→ **Written problem**: Gather every line in the rows below that contains the word "dark", and copy each of those lines in full.

[Records excerpted from a collection]
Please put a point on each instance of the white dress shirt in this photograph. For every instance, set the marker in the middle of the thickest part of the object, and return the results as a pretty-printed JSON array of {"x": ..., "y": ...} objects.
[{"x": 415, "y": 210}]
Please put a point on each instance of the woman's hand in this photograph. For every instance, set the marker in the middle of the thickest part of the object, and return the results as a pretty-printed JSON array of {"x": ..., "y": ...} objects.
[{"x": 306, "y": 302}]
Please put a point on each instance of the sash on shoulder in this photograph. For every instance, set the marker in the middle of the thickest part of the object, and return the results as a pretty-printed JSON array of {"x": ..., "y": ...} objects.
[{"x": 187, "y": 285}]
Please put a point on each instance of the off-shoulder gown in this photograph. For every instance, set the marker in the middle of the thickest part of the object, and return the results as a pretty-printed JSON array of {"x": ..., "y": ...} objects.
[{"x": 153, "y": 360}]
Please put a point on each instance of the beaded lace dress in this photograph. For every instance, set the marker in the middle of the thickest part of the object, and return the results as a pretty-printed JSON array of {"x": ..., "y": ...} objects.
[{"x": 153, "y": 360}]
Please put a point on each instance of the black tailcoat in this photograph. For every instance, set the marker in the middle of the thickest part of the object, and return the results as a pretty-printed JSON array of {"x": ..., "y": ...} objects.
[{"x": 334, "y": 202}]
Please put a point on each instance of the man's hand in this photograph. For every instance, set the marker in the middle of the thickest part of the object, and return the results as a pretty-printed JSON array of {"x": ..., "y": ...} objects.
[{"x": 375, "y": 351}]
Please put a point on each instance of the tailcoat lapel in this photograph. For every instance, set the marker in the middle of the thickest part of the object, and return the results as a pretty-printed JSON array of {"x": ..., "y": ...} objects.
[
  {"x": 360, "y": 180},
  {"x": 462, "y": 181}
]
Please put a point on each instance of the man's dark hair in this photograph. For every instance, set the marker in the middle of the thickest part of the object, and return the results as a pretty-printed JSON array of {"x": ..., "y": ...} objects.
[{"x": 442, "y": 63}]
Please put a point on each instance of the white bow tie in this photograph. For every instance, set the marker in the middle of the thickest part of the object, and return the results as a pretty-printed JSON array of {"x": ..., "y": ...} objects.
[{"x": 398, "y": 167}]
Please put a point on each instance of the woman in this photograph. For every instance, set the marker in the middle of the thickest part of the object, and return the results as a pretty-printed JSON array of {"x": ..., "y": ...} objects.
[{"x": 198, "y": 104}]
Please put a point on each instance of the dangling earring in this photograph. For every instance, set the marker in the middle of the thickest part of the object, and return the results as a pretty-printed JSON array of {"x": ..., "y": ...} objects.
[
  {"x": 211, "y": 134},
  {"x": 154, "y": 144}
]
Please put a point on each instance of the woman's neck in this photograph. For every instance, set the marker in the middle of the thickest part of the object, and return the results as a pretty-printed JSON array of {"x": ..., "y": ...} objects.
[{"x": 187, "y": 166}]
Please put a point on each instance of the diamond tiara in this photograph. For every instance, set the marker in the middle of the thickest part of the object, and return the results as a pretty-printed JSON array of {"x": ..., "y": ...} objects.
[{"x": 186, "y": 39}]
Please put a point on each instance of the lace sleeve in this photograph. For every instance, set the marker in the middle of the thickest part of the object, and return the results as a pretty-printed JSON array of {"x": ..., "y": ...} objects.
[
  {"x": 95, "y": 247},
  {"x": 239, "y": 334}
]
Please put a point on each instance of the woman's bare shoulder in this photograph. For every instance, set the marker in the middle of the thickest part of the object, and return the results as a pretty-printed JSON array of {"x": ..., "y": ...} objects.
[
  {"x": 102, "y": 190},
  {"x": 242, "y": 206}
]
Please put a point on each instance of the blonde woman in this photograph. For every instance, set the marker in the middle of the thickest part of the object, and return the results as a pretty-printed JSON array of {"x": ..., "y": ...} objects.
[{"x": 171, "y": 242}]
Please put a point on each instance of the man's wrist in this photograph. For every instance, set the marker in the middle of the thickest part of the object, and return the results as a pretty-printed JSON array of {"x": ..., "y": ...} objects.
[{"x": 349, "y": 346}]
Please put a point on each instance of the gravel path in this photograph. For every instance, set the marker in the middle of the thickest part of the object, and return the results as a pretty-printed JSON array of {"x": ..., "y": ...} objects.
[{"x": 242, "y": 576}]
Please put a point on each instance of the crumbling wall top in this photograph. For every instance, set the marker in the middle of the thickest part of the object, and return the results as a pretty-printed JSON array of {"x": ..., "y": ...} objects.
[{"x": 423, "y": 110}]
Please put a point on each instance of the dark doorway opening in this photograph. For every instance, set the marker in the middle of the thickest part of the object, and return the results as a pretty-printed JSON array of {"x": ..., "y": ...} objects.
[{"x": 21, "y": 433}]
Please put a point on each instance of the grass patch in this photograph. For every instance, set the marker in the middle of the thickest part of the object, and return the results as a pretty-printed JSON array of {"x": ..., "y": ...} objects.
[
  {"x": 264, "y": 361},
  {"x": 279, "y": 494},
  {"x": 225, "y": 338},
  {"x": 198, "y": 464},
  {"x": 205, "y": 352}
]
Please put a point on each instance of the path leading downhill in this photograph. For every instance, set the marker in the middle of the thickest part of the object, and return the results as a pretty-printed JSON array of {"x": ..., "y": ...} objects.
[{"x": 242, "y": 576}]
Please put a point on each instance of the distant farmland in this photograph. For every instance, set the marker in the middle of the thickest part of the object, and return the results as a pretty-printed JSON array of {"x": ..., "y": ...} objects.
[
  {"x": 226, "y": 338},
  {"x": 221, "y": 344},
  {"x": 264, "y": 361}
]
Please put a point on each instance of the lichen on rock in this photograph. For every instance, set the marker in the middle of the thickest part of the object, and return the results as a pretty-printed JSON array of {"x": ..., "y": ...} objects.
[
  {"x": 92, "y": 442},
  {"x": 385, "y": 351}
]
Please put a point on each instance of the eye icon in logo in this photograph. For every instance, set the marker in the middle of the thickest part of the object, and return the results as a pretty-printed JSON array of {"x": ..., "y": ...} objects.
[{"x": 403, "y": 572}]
---
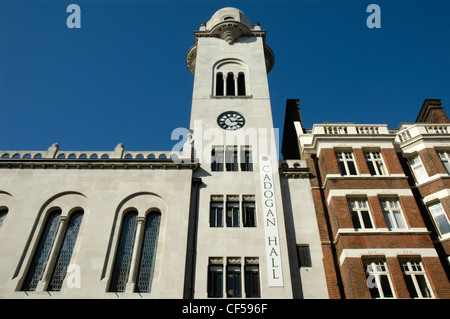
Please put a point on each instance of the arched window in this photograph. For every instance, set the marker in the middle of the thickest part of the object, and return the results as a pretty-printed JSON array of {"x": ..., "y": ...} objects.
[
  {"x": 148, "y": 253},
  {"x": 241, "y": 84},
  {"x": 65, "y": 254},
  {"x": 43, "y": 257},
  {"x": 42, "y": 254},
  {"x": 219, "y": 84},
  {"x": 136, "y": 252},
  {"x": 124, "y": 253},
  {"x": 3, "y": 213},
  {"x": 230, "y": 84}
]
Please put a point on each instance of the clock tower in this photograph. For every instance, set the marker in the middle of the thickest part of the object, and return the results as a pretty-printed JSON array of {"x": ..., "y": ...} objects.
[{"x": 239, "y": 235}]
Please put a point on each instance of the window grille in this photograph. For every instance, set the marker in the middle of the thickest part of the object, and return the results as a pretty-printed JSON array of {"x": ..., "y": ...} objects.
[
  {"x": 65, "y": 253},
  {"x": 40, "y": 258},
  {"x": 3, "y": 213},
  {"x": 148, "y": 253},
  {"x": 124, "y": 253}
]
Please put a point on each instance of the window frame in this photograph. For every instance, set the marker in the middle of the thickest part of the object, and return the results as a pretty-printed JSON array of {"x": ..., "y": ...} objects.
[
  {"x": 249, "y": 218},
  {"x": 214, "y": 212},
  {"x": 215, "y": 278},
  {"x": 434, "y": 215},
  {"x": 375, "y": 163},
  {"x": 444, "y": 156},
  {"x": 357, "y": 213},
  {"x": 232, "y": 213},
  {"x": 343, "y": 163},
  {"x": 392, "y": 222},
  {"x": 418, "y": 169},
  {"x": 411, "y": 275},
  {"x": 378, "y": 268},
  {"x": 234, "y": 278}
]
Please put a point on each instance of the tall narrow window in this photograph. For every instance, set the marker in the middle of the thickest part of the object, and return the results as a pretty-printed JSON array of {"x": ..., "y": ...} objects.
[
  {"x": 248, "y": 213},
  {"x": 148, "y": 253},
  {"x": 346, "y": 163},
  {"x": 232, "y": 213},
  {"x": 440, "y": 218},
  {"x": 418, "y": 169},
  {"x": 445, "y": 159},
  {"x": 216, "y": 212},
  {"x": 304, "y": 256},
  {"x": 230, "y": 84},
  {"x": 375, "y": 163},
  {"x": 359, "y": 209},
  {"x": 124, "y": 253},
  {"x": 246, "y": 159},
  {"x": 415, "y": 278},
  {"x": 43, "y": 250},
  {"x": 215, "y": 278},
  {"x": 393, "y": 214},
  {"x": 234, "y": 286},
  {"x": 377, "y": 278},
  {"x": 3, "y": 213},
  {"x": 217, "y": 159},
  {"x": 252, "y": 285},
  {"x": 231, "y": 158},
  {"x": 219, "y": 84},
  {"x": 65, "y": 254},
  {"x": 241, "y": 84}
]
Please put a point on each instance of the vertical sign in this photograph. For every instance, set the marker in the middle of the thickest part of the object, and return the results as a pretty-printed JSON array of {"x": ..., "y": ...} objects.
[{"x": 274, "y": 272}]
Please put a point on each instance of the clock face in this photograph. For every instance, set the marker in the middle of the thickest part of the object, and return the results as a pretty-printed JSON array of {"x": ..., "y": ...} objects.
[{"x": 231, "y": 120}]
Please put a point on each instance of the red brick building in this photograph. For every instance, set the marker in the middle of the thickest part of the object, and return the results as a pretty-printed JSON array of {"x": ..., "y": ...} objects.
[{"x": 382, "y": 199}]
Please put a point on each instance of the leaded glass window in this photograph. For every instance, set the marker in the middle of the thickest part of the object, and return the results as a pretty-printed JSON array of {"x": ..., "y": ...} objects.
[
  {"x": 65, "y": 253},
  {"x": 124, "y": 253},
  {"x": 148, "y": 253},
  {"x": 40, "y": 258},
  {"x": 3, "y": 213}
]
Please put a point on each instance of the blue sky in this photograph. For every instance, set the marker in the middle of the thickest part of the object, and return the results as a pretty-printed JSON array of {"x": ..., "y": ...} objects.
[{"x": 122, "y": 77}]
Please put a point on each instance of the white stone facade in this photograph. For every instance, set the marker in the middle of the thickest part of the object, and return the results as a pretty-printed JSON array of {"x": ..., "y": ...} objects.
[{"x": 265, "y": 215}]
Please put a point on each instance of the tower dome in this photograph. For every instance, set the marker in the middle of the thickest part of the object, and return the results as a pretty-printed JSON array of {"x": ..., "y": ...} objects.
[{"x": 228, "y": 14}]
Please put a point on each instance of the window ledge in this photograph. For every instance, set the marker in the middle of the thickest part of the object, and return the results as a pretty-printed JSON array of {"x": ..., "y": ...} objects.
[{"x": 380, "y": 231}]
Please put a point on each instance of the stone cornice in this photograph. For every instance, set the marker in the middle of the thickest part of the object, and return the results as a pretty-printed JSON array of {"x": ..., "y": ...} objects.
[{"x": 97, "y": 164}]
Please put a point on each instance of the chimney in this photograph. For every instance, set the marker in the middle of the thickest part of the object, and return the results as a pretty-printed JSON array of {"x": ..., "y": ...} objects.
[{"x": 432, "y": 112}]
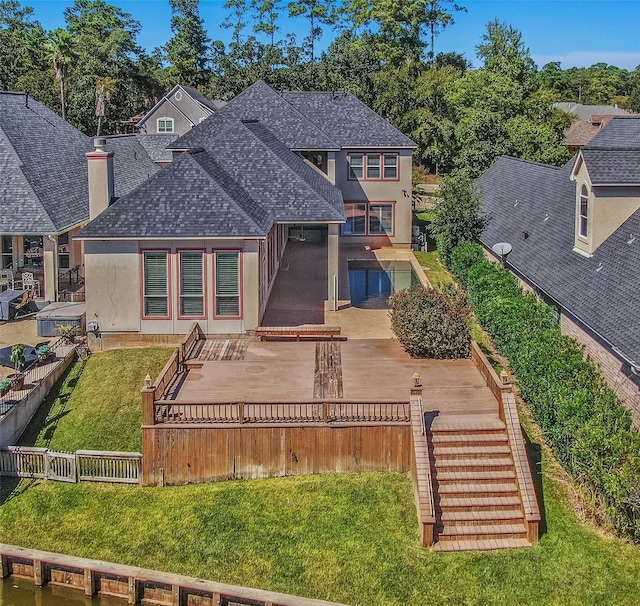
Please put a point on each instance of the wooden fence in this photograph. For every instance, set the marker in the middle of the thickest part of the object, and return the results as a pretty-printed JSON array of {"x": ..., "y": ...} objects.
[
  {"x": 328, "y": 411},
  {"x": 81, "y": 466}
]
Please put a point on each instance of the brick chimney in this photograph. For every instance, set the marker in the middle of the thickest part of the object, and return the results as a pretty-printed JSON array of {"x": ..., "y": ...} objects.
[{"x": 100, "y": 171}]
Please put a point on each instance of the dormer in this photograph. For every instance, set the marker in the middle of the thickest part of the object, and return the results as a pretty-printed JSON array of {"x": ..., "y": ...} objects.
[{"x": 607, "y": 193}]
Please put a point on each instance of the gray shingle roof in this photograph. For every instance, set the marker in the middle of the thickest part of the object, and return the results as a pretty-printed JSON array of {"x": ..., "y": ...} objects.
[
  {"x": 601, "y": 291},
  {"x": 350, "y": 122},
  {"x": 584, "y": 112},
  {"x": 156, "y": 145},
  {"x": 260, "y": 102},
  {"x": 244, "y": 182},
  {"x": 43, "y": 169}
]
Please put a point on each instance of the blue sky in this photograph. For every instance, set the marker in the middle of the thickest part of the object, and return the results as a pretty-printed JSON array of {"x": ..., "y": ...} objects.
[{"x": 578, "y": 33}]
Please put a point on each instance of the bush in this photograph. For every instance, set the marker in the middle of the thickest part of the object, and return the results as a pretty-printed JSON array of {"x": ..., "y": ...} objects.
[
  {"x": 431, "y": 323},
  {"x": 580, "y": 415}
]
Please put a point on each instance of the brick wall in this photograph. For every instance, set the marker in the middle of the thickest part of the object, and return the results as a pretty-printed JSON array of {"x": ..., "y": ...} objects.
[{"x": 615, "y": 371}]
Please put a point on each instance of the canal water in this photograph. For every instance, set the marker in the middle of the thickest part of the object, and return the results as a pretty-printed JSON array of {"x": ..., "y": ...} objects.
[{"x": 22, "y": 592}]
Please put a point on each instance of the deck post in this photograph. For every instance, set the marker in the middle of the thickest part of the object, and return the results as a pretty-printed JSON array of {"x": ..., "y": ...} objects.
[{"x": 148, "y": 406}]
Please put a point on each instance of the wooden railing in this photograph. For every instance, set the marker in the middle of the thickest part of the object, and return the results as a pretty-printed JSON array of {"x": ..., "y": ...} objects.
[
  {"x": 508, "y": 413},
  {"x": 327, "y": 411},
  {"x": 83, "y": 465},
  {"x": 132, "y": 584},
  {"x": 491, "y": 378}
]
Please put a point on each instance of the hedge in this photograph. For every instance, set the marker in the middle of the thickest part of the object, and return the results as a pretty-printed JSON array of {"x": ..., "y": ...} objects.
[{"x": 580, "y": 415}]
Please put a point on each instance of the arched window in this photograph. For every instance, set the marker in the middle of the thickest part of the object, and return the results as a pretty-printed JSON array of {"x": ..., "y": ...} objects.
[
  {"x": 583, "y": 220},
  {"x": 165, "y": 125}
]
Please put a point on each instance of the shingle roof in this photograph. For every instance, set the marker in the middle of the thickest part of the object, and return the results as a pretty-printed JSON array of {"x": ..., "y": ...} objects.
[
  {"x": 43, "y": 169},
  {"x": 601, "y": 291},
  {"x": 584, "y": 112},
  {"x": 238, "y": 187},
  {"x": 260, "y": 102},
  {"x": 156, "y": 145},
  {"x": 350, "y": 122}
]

→ **Task answer**:
Please put a point on each instance of the man's dark hair in this photograph. For every instance, set the marker in the middle of the thickest part of the object, and return the results as a pretty-printed JSON array of {"x": ..., "y": ...} objects.
Please put a point on each instance of the dark doorway opening in this photograph. For every instance, set the marker in the middle of the thickest part of the object, and return the results as a pretty-printed JSON array of {"x": ..., "y": ...} objects.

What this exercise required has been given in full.